L’art devant l’Histoire

La question de l’autonomie et de l’émancipation est centrale dans l’articulation des relations du politique à l’art. L’émancipation des pratiques artistiques, des normes académiques est acquise au XIXème siècle mais celles des artistes eux mêmes n’est pas si évidente. Si l’atelier est un espace de liberté à travers la capacité inventive de formes et de vocabulaires sans limite de l’art, quand l’artiste revendique une forme d’engagement dans la cité comment préserve-t- il cette liberté créatrice ? Les avant-gardes artistiques au XXème[6] revendiquant cette liberté dans leurs pratiques, ne se sont elles pas souvent mises malgré elles au service d’un projet politique qui les a débordé et qu’elles n’ont pas su lire ? Le projet moderniste en art et en architecture, lui même dans son idéal d’émancipation et de progrès, ne s’est-il pas mis au service de projets politiques souvent autoritaires ? L’histoire de l’art s’est construite avec et contre l’histoire géopolitique, et cette collusion et la dualité de cet héritage nourrissent le travail de l’artiste portugaise Ângela Ferreira.

• Consigne:
Recopiez dans leur ordre d'apparition toutes les phrases interrogatives de l'extrait sur l'art et l'Histoire. Les entrées proviennent d'une autre source que l'extrait.

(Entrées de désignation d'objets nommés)
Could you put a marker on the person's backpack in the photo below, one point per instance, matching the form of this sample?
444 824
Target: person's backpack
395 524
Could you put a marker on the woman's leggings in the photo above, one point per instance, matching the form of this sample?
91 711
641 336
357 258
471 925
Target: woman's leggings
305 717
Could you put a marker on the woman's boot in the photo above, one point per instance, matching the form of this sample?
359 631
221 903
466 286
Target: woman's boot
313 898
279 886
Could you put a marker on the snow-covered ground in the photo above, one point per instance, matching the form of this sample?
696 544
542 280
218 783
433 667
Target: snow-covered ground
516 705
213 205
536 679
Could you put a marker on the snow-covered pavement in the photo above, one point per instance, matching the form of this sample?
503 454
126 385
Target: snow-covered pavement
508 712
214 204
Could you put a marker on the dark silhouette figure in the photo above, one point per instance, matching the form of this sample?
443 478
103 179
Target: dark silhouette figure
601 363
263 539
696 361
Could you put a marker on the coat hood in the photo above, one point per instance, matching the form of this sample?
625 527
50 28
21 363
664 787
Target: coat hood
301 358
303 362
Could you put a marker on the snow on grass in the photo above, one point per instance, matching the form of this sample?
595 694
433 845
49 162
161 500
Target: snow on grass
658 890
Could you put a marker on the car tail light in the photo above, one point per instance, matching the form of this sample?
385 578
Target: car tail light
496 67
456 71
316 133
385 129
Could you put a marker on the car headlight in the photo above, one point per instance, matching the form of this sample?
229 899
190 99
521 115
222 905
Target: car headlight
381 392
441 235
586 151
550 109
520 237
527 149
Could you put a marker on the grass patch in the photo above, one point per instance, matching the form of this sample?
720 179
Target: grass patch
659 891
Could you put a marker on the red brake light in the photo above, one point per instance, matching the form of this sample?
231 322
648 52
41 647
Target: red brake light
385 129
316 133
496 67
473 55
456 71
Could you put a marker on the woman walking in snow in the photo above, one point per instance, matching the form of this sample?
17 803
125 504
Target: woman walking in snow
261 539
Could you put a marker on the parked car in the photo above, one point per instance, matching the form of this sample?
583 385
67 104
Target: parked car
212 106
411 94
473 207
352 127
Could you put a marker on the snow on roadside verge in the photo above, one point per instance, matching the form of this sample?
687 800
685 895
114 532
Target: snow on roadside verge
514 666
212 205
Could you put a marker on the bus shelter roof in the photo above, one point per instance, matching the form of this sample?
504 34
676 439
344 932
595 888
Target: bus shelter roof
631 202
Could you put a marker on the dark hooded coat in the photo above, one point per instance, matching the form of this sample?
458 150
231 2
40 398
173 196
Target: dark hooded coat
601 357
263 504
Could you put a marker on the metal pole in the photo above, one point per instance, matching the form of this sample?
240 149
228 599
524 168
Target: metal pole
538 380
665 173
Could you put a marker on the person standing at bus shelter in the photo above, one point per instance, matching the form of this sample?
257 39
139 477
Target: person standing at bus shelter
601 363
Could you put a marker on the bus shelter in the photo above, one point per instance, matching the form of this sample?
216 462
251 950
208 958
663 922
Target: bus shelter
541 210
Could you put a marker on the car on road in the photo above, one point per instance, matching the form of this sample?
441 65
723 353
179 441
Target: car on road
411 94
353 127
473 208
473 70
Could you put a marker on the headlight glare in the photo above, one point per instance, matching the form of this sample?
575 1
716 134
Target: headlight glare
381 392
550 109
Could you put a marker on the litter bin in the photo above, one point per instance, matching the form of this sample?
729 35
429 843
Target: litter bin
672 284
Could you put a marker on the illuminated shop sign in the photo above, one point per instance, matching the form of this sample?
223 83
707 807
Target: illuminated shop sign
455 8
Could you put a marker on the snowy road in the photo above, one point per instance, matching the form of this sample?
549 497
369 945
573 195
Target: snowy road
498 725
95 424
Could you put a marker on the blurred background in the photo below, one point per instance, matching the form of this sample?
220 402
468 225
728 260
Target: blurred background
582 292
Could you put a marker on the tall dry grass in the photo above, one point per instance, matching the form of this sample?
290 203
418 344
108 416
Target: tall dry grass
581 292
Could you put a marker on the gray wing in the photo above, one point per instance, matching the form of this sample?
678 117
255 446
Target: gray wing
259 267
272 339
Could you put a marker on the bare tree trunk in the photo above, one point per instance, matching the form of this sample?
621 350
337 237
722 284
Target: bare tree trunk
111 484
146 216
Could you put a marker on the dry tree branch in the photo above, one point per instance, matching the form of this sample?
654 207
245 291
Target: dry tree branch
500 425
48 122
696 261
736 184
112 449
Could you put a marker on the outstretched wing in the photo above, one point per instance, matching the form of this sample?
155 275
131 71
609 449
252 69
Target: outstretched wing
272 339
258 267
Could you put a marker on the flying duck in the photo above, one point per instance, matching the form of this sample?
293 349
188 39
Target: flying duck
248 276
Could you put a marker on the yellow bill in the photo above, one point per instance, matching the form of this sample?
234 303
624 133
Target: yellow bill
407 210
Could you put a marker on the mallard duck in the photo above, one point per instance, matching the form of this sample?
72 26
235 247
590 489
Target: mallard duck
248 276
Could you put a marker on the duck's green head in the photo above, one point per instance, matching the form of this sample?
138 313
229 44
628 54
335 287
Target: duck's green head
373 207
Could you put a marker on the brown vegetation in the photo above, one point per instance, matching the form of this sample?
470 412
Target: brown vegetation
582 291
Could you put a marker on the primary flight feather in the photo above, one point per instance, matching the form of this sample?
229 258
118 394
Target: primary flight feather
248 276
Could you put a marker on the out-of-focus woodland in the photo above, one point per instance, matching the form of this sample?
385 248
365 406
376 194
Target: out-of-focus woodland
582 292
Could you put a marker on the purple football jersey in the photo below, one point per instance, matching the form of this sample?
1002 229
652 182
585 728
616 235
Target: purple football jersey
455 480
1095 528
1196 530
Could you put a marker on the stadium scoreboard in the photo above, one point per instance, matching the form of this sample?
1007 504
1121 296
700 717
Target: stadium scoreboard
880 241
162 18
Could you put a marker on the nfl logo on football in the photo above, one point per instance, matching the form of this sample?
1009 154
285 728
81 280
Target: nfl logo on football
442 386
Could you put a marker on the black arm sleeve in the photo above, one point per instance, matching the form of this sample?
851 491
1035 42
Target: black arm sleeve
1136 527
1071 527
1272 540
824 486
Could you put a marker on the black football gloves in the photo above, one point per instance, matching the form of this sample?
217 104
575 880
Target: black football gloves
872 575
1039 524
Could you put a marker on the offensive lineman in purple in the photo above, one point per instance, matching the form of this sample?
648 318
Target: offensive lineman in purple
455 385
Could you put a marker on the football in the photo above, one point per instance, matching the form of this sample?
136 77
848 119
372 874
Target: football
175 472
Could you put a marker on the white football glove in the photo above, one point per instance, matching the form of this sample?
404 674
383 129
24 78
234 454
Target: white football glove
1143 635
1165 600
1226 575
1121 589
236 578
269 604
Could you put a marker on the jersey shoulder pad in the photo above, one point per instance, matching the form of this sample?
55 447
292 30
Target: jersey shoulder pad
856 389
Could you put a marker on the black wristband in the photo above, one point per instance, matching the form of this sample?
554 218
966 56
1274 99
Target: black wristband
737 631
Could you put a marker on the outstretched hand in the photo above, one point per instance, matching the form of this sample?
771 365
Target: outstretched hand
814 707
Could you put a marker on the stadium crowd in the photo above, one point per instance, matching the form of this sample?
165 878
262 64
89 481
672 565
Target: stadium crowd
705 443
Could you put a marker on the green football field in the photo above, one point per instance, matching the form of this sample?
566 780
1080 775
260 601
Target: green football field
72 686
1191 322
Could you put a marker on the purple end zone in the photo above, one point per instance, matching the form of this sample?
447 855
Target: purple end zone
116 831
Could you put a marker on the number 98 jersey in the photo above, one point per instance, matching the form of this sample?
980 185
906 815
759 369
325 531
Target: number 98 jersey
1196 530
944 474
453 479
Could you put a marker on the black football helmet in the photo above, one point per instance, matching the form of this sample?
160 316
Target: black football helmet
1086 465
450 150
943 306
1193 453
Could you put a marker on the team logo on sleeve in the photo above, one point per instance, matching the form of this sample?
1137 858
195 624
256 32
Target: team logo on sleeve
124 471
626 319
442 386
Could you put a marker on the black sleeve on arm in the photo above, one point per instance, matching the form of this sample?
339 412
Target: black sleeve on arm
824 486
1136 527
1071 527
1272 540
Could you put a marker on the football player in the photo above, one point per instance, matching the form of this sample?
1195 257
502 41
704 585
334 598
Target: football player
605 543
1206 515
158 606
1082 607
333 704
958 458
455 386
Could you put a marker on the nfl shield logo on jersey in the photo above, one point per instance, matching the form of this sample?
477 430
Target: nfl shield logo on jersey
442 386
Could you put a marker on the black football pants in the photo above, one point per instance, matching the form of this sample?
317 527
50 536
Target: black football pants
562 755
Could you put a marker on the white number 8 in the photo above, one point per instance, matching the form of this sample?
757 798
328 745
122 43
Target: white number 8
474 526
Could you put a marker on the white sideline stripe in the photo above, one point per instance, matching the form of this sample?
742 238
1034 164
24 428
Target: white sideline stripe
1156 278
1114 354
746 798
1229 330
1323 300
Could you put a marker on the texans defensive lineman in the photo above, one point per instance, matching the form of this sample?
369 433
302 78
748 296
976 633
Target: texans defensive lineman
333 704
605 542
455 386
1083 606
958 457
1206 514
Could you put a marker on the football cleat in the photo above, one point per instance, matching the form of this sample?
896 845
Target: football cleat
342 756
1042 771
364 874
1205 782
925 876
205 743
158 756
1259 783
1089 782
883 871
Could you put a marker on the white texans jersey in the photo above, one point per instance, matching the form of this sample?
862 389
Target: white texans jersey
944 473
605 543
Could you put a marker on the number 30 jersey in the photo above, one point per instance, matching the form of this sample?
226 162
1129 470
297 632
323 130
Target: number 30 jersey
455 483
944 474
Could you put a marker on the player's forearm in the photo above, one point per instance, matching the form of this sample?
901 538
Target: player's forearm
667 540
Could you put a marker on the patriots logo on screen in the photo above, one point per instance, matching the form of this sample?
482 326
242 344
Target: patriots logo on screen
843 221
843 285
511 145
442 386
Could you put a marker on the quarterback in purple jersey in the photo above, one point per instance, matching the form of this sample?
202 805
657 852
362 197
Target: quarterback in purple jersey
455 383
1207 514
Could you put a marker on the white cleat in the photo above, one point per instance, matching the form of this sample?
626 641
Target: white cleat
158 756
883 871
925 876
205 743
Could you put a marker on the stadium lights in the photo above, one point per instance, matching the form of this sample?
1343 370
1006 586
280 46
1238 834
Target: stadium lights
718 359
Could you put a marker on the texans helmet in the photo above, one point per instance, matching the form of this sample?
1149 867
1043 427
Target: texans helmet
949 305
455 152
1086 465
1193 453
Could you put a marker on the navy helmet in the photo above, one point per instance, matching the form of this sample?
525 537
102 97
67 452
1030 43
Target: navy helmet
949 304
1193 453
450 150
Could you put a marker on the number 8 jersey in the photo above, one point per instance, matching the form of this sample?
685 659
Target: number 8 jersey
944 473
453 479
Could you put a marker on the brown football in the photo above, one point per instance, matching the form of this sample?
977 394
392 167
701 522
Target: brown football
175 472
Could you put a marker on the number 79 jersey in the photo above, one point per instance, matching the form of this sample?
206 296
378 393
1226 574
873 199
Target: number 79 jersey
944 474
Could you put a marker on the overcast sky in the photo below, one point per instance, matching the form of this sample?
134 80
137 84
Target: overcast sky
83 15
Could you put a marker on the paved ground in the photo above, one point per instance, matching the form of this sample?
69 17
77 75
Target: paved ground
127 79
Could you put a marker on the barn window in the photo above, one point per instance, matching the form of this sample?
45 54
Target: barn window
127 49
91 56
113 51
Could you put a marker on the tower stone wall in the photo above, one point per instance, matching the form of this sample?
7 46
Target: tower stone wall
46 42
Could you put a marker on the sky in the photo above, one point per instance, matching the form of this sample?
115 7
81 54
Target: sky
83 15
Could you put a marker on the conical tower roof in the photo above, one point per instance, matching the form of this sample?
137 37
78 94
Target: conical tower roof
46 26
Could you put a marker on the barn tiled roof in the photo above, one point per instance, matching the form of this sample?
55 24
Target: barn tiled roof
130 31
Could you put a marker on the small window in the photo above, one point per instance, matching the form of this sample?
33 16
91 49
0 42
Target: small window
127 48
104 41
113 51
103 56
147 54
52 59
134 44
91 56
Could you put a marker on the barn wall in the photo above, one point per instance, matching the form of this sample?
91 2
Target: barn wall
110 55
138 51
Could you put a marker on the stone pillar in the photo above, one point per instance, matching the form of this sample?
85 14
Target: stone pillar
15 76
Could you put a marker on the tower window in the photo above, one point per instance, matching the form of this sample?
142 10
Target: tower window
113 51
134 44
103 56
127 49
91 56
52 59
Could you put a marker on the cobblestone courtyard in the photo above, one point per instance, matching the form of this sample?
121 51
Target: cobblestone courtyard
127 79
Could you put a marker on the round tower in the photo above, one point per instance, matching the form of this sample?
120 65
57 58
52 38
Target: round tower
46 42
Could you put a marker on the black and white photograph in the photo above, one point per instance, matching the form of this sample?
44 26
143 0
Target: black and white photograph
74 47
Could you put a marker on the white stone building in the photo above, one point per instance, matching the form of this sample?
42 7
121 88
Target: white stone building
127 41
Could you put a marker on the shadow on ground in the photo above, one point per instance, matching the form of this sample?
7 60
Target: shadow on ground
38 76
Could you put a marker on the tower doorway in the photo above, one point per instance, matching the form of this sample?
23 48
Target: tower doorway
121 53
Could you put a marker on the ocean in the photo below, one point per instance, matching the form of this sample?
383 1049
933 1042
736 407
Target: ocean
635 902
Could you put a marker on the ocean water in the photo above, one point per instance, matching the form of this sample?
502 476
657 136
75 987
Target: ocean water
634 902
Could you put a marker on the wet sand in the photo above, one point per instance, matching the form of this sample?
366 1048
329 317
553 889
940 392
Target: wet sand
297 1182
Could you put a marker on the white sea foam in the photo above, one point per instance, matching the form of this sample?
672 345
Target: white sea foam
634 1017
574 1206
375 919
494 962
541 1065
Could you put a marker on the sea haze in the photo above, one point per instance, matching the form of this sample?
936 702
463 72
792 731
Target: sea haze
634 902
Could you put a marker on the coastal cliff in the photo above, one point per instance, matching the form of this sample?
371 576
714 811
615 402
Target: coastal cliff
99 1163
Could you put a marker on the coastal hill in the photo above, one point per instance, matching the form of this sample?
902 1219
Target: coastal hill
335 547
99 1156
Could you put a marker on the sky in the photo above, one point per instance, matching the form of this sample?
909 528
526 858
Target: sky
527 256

• Réponse:
- Si l’atelier est un espace de liberté à travers la capacité inventive de formes et de vocabulaires sans limite de l’art, quand l’artiste revendique une forme d’engagement dans la cité comment préserve-t- il cette liberté créatrice ?
- Les avant-gardes artistiques au XXème[6] revendiquant cette liberté dans leurs pratiques, ne se sont elles pas souvent mises malgré elles au service d’un projet politique qui les a débordé et qu’elles n’ont pas su lire ?
- Le projet moderniste en art et en architecture, lui même dans son idéal d’émancipation et de progrès, ne s’est-il pas mis au service de projets politiques souvent autoritaires ?